Created 03-24-2017 04:06 PM
Hi,
We are trying to work on a Proof Of Concept ( POC) to upload a file from an S3 bucket to RDS instance (in our case , it is Postgres) . I have uploaded the file on my local desktop using the execute script processor and using the psql copy command provided by postgresql. The psql command looks like this:
import java.sql.DriverManager;
import java.sql.Connection;
import java.sql.SQLException;
import groovy.sql.Sql;
def file ="C:/Users/kdasari/Desktop/NIFI/files/kiran.csv DELIMITER ',' CSV HEADER"
def copyCommand = /psql --host=<AWS RDS> --port=5432 --dbname=<AWS DB name> --username=<AWS DB user> --no-password --command="copy kiran_test.poc_test from $file"/
println copyCommand
//run psql tool as an external process
def process = copyCommand.execute()I am trying to retrieve the flow file attributes (S3 file name ) and substitute in the groovy code "file" variable (see the code snippet above) , but with no success.

__Set of tasks__
a – Answer these about the forum post:
(i) What database engine runs on the RDS instance?
(ii) Which port does the psql command connect to?
(iii) What does the poster try to substitute into the groovy "file" variable?
b – From the forum post, return verbatim the stretch from "def copyCommand = /psql" through "with no success.".

__Stored data__

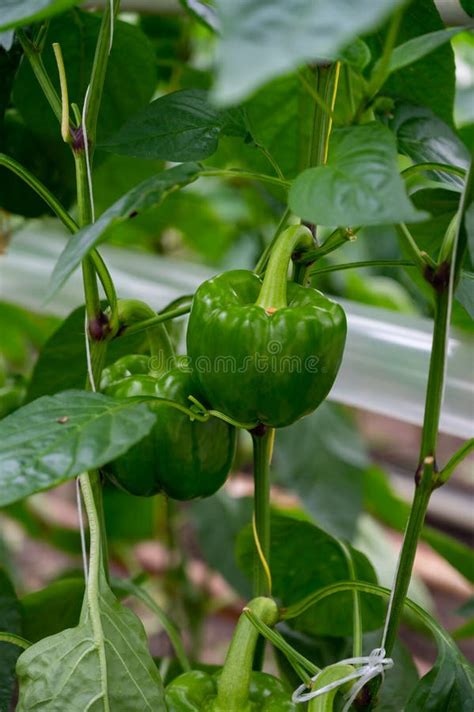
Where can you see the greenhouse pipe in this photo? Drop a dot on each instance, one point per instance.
(385, 363)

__Problem solutions__
a –
(i) Postgres
(ii) 5432
(iii) The flow file attributes (the S3 file name)

b –
def copyCommand = /psql --host=<AWS RDS> --port=5432 --dbname=<AWS DB name> --username=<AWS DB user> --no-password --command="copy kiran_test.poc_test from $file"/
println copyCommand
//run psql tool as an external process
def process = copyCommand.execute()I am trying to retrieve the flow file attributes (S3 file name ) and substitute in the groovy code "file" variable (see the code snippet above) , but with no success.